What you will do |
a) In the foie gras passage, what is the literal translation of "foie gras"?
b) List every issue that the foie gras passage says makes food not always easy.

Page excerpt |
---+---
MANY OF YOU ARE FAMILIAR with "FOIE GRAS" & SOME OF YOU ARE NOT … SOME OF YOU LIKE IT & SOME DON’T ... SOME LIKE IT and ACCEPT IT & SOME USED TO LIKE IT BUT NO LONGER EAT IT NOW ... it's CONTROVERSIAL !
«FOIE GRAS» which literally translates to «FAT LIVER» is a culinary delicacy made from the liver of a duck or goose, that has been fattened through force-feeding. This technique has existed from Ancient Egyptian times to Roman times but is most often and customarily considered to be a symbol of Southern France’s and Northern Spain’s traditional cuisine, especially during the winter holiday feasts.
While mostly produced and consumed in France, «foie gras» has been banned in some parts of the world.
Food isn’t always easy : there are forbidden foods and taboos, cultural and personal food preferences and choices (sometimes physiological and otherwise ideological), questionable production methods and techniques (whether ancestral or modern), health and safety issues, and of course, more and more of today which I’m glad to see : the issues of animal protection and/or animal welfare.
It isn’t easy to post a recipe that will inevitably offend some of my readers but I’ll explain my point of view.
Eating things that were once alive cannot ever and should never be an insignificant thing. One should not transform nor perceive food consumption and eating habits as some pre-packaged and sanitized harmless abstraction. Food is the result of a sacrifice, sometimes necessary but most often optional. Be grateful for the loss that your gain represents.
There are more ‘humane’ (less cruel) methods for making «foie gras», especially in certain parts of southern France and northern Spain where many farmers have adopted and/or converted their intensive force-feeding practices into gentler and more responsible techniques. These farmers tend to sell «ethically-produced» foie gras, usually smaller in size and sometimes even organic. Products from small farms will always be a better choice and more ethical and fairer than those in a supermarket and if not, then at least ask your butcher about purchasing a less cruelly-produced raw and hopefully de-veined ‘foie gras’ duck or goose liver. I know it’s not often that we eat foie gras so a little extra effort once or twice a year isn’t much to ask.
---+---
Extracted information |
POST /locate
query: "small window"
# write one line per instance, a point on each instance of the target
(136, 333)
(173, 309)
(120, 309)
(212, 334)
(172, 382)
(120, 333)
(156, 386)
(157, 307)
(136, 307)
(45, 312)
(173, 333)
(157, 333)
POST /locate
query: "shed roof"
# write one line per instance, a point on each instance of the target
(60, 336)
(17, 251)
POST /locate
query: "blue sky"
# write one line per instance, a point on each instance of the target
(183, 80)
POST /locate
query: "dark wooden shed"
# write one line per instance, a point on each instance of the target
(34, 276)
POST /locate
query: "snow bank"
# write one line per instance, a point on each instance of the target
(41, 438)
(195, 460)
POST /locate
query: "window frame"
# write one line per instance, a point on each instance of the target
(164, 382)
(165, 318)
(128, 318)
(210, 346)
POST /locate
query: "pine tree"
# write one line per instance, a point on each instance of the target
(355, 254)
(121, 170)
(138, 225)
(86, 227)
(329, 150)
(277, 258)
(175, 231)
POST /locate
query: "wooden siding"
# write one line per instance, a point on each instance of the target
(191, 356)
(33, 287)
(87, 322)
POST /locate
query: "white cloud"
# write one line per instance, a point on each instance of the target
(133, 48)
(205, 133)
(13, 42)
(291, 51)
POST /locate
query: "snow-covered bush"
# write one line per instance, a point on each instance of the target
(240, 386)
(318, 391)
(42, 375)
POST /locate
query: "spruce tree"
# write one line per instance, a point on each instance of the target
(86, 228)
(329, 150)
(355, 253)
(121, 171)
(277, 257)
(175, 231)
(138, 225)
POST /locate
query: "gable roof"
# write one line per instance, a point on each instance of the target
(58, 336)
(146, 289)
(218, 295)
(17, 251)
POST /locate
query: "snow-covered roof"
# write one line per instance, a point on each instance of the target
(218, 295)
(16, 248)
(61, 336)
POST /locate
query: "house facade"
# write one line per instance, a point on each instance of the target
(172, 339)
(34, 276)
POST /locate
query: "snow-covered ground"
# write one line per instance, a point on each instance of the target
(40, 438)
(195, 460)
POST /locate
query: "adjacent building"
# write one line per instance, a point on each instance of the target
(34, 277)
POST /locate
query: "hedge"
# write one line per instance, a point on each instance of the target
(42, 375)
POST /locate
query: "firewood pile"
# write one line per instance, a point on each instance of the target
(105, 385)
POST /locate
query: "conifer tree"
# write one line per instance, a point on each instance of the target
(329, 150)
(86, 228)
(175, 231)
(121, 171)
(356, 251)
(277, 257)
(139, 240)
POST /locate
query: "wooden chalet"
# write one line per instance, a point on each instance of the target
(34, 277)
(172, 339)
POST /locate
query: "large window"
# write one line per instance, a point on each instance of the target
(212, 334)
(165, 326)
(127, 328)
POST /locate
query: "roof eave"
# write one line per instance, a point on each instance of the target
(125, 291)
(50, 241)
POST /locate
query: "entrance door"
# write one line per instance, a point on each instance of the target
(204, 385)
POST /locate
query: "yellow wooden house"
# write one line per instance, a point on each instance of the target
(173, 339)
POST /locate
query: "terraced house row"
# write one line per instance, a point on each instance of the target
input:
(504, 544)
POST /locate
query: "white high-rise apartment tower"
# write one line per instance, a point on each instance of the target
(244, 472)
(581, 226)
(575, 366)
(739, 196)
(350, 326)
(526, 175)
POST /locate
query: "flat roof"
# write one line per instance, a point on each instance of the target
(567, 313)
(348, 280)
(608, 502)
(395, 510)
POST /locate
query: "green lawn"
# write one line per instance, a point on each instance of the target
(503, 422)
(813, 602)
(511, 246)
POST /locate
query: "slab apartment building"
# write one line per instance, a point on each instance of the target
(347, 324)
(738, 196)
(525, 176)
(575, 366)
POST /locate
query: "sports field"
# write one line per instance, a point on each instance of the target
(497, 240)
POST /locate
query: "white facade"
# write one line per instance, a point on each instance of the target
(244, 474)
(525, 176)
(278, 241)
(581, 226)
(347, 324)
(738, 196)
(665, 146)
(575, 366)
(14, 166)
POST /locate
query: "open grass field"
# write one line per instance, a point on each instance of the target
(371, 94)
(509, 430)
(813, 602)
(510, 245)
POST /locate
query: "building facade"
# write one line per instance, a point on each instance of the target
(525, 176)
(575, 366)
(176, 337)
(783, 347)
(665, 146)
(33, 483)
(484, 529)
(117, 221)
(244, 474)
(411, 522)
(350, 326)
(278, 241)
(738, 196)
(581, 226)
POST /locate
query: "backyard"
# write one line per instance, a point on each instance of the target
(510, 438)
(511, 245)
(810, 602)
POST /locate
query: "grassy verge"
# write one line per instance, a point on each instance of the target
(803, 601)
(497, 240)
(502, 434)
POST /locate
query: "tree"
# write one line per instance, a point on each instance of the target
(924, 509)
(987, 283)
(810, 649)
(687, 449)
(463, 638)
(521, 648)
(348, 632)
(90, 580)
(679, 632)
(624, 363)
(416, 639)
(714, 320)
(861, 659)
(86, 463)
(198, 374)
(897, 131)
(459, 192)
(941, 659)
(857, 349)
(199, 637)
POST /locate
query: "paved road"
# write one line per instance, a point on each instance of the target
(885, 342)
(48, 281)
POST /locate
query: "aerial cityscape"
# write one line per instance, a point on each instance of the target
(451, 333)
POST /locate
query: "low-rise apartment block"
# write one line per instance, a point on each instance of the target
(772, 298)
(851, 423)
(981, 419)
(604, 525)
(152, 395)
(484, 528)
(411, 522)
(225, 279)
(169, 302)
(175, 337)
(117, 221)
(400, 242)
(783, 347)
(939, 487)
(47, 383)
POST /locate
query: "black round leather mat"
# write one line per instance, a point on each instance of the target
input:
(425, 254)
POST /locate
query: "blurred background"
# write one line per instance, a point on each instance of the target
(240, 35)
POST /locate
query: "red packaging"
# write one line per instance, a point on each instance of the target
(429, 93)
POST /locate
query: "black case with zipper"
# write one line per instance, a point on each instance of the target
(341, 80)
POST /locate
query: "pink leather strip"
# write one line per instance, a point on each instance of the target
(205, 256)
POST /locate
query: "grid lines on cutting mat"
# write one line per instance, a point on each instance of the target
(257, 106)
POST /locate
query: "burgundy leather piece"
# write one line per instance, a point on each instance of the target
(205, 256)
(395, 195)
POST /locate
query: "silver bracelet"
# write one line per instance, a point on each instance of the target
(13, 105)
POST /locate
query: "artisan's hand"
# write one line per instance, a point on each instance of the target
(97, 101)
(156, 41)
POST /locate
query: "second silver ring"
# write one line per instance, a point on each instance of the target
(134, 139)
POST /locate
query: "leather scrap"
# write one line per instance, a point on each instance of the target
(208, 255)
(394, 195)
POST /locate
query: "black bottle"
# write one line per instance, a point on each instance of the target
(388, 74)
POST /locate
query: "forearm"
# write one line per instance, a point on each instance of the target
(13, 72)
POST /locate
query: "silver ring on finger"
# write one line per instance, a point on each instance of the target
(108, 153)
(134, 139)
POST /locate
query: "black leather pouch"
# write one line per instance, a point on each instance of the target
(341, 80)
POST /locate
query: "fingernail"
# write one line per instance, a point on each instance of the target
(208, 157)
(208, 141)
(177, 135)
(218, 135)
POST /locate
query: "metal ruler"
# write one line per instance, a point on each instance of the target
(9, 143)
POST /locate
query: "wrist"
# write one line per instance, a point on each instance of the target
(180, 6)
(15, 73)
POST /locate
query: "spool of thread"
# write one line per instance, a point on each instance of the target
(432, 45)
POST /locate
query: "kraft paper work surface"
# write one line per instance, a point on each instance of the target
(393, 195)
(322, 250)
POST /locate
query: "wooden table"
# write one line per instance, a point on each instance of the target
---+---
The responses |
a) "Fat liver."

b)
- Forbidden foods and taboos
- Cultural and personal food preferences and choices
- Questionable production methods and techniques
- Health and safety issues
- Animal protection and/or animal welfare